Source extract START

Some people argue that these practices are justifiable: that strategic use of labeling may help embarrass (or encourage) major suppliers into changing their practices. They may make transparent corporate vulnerabilities that activists can exploit. Or they may encourage ordinary people to get involved with broader projects of social change.

====Misleading volunteers====
A lot of people volunteer to work to support Fairtrade. They may do unpaid work for firms, or market Fairtrade in schools, universities, local governments, or parliament. Crane and Davies’ study shows that distributors in developed countries make ‘considerable use of unpaid volunteer workers for routine tasks, many of whom seemed to be under the (false) impression that they were helping out a charity.’

===Failure to monitor standards===
There are complaints that the standards are inappropriate and may harm producers, sometimes making them work several months more for little return.

Source extract END

◆ What to produce ◆
Carry on the text on criticisms of Fairtrade from its last sentence, keeping its encyclopedic style.

Dataset content START

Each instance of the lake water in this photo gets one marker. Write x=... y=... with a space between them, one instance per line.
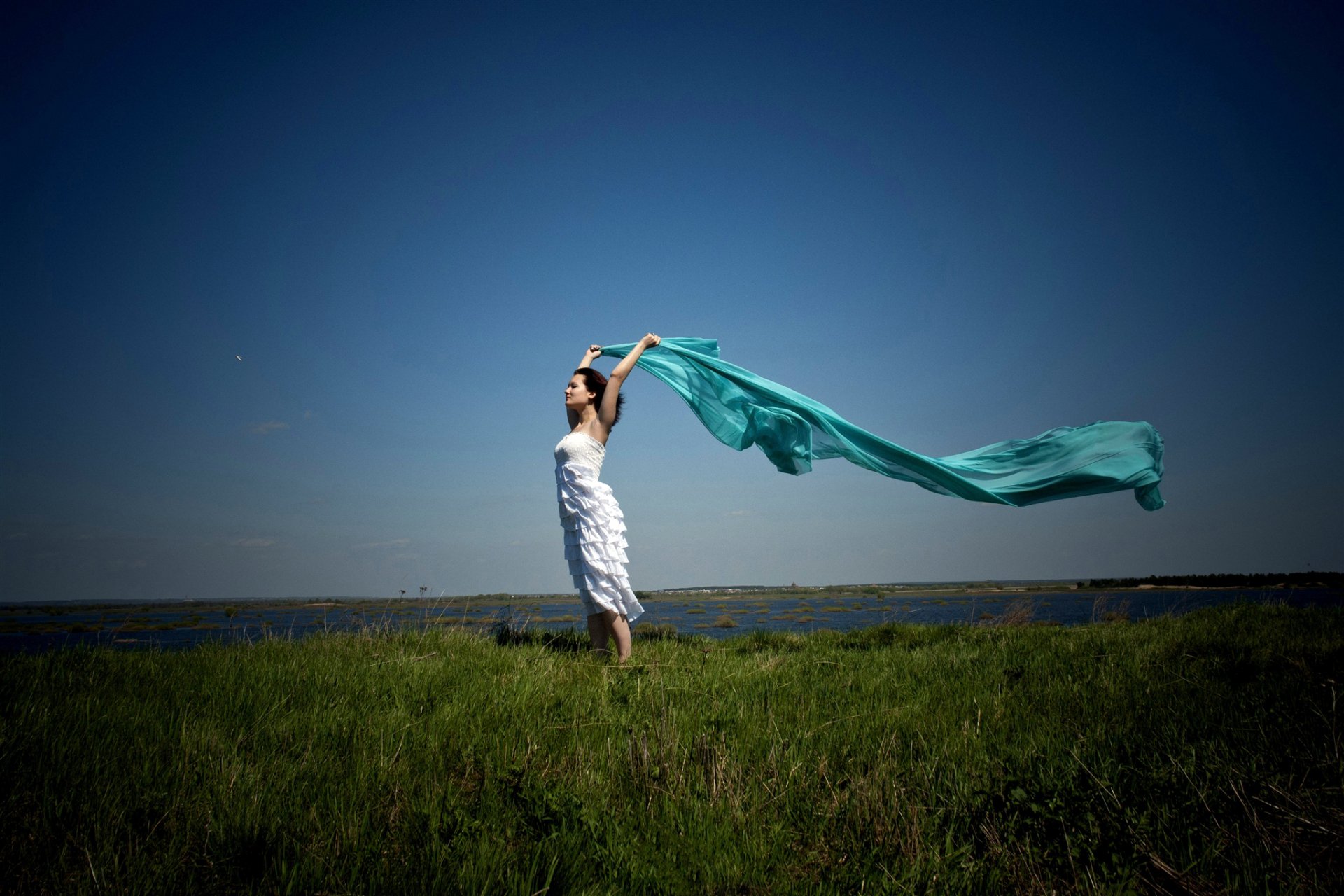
x=178 y=625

Dataset content END

◆ Answer box ◆
There have been claims that adherence to fair trade standards by producers has been poor and that enforcement of standards by Fairtrade is very weak. Notably by Christian Jacquiau and by Paola Ghillani, who spent four years as president of Fairtrade Labelling Organizations There are many complaints of poor enforcement problems: labourers on Fairtrade farms in Peru are paid less than the minimum wage; some non-Fairtrade coffee is sold as Fairtrade; "the standards are not very strict in the case of seasonally hired labour in coffee production", "some fair trade standards are not strictly enforced", and supermarkets avoid their responsibility. In 2006, a Financial Times journalist found that ten out of ten mills visited had sold uncertified coffee to co-operatives as certified. It reported that "The FT was also handed evidence of at least one coffee association that received Fairtrade certification despite illegally growing some 20 per cent of its coffee in protected national forest land.

===Trade justice and fair trade===
Segments of the trade justice movement have also criticized fair trade in the past years for allegedly focusing too much on individual small producer groups while stopping short of advocating immediate trade policy changes that would have a larger impact on disadvantaged producers' lives. French author and RFI correspondent Jean-Pierre Boris championed this view in his 2005 book Commerce inéquitable.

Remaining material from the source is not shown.